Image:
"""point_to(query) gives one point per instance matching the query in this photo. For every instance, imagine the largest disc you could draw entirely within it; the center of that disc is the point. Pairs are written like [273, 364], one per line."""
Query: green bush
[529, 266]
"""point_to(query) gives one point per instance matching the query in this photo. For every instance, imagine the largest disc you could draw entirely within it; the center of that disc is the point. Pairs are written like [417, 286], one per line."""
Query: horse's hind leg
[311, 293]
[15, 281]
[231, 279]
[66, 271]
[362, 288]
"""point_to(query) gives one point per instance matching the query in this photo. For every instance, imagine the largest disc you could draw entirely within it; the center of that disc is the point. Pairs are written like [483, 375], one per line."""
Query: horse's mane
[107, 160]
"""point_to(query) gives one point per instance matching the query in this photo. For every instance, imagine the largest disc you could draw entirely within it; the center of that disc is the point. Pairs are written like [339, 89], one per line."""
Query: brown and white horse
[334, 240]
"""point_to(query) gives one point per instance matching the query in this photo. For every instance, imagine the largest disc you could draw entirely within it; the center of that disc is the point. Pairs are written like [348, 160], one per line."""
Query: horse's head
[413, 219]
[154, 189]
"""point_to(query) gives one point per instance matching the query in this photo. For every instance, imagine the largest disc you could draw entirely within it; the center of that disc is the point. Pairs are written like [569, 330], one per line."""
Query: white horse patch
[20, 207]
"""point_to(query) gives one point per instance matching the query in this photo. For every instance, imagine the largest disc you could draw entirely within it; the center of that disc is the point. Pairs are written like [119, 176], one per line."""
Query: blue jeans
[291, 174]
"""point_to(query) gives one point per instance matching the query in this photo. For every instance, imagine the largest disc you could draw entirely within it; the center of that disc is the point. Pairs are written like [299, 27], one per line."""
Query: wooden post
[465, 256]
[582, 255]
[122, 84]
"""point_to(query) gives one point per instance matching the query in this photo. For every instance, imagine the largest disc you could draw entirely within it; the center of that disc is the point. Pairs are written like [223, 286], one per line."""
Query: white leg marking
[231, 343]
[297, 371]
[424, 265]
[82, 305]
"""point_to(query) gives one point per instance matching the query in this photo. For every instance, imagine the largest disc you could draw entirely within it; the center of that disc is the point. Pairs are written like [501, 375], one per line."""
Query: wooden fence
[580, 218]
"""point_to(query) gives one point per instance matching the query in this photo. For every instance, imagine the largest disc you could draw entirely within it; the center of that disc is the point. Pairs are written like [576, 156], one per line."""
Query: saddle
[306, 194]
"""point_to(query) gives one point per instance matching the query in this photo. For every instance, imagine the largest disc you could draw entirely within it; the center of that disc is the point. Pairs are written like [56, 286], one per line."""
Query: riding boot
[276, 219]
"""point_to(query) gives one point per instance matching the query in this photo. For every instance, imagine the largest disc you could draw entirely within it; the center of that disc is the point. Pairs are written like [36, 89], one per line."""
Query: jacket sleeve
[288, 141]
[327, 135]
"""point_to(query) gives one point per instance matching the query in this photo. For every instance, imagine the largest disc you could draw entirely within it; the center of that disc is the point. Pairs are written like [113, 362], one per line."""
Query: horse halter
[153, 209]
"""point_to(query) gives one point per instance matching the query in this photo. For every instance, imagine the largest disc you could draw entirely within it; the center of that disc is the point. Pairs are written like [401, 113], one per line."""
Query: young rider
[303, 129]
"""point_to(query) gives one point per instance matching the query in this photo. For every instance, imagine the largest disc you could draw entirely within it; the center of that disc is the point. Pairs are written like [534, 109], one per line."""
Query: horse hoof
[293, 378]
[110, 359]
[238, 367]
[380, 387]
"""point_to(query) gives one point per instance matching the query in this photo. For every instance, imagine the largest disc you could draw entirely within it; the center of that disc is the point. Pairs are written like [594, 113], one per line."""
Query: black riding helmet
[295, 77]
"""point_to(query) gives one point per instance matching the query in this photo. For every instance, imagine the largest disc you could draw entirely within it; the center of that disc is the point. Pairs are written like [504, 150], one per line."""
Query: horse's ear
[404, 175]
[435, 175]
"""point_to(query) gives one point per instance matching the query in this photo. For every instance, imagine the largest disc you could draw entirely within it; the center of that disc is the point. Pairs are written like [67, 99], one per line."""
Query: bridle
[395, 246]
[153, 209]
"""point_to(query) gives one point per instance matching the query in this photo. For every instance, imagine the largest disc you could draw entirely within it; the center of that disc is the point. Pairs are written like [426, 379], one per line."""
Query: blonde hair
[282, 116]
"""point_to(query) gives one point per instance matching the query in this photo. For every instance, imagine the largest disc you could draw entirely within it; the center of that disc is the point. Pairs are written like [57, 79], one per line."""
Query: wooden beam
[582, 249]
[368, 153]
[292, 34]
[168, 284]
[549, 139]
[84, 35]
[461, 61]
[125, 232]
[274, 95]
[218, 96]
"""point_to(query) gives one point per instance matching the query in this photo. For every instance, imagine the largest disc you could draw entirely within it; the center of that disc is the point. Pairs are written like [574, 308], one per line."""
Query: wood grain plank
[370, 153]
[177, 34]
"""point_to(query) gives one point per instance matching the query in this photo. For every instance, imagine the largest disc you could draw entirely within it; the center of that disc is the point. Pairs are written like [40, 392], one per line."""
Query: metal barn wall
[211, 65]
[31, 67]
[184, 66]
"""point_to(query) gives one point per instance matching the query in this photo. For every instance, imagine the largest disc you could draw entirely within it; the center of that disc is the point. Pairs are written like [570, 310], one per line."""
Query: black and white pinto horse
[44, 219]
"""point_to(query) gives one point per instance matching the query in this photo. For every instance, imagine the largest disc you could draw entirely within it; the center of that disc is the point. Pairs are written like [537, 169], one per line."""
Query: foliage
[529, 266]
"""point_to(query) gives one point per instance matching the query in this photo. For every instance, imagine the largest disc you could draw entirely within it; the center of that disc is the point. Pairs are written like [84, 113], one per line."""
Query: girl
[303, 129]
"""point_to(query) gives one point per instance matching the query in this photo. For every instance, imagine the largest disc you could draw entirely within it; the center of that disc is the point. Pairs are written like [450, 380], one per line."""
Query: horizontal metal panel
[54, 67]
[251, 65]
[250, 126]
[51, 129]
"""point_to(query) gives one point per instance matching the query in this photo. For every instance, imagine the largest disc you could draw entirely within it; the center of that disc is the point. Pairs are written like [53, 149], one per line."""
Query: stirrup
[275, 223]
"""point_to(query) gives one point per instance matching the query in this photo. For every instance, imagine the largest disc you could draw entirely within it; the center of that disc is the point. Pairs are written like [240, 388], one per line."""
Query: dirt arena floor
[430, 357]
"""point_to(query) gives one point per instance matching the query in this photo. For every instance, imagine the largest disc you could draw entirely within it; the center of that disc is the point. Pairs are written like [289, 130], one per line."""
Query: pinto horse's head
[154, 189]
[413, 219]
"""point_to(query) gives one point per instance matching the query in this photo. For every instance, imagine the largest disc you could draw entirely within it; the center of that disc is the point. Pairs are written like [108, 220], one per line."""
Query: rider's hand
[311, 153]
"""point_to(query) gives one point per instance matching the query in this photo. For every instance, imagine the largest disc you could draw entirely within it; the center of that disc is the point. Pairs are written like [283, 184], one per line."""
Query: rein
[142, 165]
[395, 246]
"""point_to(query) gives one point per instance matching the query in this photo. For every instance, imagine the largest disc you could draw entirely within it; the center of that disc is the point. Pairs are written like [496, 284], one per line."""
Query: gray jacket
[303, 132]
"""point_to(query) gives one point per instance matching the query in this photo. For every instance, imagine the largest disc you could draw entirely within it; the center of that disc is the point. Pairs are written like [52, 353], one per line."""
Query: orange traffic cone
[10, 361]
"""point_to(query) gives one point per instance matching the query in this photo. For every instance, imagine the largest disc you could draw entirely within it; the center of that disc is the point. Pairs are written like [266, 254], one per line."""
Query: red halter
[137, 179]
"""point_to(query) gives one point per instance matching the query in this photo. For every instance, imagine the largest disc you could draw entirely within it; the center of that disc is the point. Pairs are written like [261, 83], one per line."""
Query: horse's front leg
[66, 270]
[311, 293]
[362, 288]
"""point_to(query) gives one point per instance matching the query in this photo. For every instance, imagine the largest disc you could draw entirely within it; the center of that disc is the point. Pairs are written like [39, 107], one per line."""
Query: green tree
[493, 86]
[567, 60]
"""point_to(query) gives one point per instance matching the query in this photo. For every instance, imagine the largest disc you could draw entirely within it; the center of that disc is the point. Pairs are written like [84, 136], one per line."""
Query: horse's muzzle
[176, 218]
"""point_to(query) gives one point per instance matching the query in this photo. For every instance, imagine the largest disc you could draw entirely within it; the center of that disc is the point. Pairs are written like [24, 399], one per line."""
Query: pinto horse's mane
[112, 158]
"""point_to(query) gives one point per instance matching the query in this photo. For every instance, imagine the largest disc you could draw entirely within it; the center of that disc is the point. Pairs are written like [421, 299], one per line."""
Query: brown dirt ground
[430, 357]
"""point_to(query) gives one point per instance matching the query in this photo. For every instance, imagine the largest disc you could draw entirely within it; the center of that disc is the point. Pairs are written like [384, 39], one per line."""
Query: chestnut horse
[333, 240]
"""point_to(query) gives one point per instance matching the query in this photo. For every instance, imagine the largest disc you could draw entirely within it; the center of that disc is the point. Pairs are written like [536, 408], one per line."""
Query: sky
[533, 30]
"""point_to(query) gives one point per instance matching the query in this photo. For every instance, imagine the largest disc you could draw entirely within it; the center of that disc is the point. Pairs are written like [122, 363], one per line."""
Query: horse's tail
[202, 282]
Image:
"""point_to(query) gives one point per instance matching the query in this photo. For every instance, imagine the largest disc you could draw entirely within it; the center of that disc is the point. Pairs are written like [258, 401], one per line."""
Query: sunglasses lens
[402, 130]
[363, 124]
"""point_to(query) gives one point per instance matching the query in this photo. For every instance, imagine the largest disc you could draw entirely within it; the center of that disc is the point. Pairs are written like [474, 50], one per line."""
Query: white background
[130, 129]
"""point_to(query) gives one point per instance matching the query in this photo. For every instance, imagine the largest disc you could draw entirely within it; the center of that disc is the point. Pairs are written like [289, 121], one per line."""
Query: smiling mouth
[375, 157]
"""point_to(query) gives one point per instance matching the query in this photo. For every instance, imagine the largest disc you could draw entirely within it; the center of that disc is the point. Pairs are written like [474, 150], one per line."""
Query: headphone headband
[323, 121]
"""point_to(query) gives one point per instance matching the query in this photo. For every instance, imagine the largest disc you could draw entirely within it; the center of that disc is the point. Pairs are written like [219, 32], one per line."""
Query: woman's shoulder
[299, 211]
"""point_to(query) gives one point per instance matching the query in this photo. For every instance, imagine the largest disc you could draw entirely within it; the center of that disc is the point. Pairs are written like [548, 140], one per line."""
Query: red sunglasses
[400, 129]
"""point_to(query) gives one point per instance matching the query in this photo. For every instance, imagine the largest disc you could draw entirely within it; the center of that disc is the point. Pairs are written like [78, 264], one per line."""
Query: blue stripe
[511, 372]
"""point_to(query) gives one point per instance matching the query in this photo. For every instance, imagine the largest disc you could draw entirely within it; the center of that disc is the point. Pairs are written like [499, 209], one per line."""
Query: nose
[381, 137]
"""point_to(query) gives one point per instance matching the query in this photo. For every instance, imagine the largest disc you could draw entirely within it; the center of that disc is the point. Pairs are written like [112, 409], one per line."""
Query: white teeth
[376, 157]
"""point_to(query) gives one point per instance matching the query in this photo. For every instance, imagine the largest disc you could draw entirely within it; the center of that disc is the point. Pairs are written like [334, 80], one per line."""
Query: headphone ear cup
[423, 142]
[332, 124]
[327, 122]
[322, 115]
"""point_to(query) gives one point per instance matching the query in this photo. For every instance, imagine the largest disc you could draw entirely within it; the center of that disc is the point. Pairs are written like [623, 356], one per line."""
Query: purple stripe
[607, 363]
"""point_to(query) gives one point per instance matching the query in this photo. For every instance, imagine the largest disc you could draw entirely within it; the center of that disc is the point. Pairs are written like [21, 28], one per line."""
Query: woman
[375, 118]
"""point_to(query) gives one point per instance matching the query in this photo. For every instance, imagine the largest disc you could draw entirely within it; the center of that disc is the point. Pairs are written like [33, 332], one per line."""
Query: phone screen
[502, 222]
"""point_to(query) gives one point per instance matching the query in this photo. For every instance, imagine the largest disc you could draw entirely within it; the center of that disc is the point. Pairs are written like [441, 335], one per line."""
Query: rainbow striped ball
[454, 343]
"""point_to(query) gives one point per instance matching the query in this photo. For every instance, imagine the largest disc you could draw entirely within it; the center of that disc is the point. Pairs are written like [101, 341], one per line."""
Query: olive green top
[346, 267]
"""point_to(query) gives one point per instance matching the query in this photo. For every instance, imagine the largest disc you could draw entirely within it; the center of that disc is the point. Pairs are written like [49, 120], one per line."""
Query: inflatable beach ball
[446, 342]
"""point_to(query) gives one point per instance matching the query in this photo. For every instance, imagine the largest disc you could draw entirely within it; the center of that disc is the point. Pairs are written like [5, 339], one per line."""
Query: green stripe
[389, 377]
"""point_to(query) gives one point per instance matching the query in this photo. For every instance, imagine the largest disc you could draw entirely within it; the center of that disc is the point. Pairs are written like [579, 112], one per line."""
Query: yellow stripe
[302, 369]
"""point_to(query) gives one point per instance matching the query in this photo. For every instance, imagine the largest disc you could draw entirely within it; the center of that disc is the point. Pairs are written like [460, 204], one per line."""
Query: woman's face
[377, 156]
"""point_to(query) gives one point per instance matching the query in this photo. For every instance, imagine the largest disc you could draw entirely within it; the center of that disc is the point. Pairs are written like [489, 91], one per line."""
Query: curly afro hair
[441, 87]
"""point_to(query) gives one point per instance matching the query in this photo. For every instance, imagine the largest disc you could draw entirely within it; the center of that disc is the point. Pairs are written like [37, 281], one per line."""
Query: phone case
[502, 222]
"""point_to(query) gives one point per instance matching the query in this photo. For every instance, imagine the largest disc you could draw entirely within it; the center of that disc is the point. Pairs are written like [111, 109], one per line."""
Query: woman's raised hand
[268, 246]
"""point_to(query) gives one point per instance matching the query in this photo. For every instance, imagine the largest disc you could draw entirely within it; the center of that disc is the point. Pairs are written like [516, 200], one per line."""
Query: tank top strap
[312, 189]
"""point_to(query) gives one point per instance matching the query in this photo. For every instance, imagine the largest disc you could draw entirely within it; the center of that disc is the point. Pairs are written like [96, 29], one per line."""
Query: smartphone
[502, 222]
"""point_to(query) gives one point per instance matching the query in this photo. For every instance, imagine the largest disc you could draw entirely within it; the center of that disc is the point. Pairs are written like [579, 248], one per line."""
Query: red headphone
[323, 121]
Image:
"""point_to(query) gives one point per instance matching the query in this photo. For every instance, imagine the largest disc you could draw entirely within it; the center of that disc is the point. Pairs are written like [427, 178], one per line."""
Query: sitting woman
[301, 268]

++++++

- AIM OF THE TASK
Exactly reproduce the lines beginning with the one that contains "[37, 281], one" and ending with the last line of the material, both included. Leave out everything else.

- OUTPUT BELOW
"""point_to(query) gives one point per instance matching the query in this photo. For every instance, imagine the largest disc you could draw entirely within it; the center of that disc is the point. Pairs are written like [37, 281], one per line."""
Query: phone case
[502, 222]
"""point_to(query) gives one point per instance matching the query in this photo. For every instance, imagine the largest disc you could draw entirely within it; the center of that disc is the point. Pairs are written like [111, 109], one per line."""
Query: woman's raised hand
[268, 246]
"""point_to(query) gives one point per instance matching the query in this photo. For every instance, imagine the largest disc you could draw entirely within it; the center of that disc is the point. Pairs are written like [516, 200], one per line."""
Query: tank top strap
[312, 189]
"""point_to(query) gives one point per instance matching the query in this photo. For every instance, imagine the largest disc you could draw entirely within it; the center of that disc is the point. Pairs are written like [96, 29], one per line."""
Query: smartphone
[502, 222]
"""point_to(query) gives one point per instance matching the query in this photo. For every instance, imagine the largest disc you could draw entirely within it; the center of that disc is the point. Pairs are written like [579, 248], one per line."""
Query: red headphone
[323, 121]
Image:
"""point_to(query) gives one point per instance matching the query in this photo. For every instance, imagine the largest disc you could draw entirely within it; the center of that disc is the point. Pairs are written like [427, 178], one per line."""
Query: sitting woman
[301, 268]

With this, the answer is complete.